#### Task brief
Extract, word for word, the lines of the listing below from the line containing "Can you find the asphalt" through the last line of the listing, including both.

#### Entries supplied
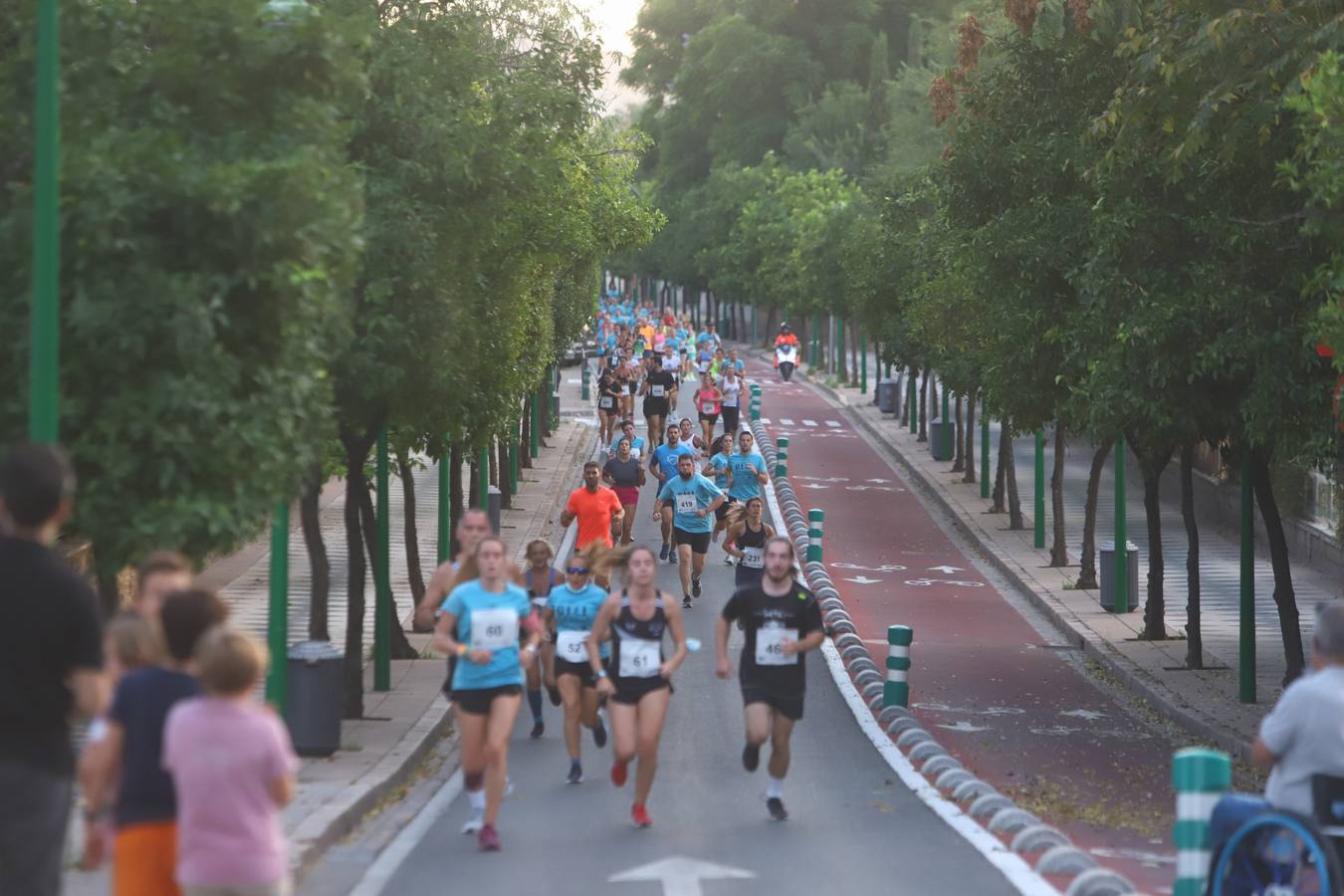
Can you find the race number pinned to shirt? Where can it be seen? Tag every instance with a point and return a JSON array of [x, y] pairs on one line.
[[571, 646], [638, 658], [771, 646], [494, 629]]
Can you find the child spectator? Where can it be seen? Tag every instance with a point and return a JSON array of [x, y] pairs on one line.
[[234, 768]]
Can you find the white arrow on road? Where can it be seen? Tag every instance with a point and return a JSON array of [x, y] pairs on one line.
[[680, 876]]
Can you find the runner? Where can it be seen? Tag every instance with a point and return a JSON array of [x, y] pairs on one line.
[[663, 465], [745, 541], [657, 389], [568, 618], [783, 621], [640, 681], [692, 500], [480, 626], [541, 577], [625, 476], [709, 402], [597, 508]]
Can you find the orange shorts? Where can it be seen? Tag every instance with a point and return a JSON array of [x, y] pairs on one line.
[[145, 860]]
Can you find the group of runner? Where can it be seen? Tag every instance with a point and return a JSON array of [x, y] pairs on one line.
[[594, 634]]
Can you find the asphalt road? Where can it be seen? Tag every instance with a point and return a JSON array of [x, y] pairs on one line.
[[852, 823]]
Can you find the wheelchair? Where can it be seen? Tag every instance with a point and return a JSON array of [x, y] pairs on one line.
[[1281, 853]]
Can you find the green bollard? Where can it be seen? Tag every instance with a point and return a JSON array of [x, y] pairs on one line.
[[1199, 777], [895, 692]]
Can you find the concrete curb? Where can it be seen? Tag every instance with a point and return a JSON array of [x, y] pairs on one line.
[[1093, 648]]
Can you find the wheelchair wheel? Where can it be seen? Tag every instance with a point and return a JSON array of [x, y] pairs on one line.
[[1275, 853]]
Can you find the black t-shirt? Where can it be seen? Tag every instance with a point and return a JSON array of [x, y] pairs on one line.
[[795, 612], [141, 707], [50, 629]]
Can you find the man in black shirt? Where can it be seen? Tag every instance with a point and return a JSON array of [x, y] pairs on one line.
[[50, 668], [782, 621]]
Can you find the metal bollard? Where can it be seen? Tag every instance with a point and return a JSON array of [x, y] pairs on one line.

#### Reply to the exercise
Can you find the asphalt road? Where can it be seen? Tag every instance with a point and return a JSON array of [x, y] pairs on one line.
[[852, 823]]
Can you find the wheelchair? Where can it be seen? Tag every instance with a point and return a JSON array of [x, y] pairs on one line.
[[1281, 853]]
Can you find the green bollard? Where can it be seen? Tag every instance with a point and return a JSON array of [x, y] pairs on one line.
[[1199, 777], [895, 692]]
Can you find the concrete curb? Where can it be seen? Tag every instance with a point and return a JSON array of [x, y] pairs on one line.
[[1093, 648]]
Can you find the wheelchair wheel? Where can it be seen? Tag every instance with a point and return a JSON array of [x, y] pairs on one line.
[[1275, 853]]
Can you find the black t-shirt? Where can it be seen? Tag every instance with a point and return a JSON array of [x, y] pairs on one line.
[[795, 612], [141, 707], [50, 629]]
Can you find the man in black shirt? Where can it be seen? Tag every instance with a point and return a JSON array of [x, y] pairs on one line.
[[50, 668], [782, 621]]
Can you find the metal bollard? Where can it be seen? Tag every instance with a point and return a JSON array of [x, y] pairs on one line.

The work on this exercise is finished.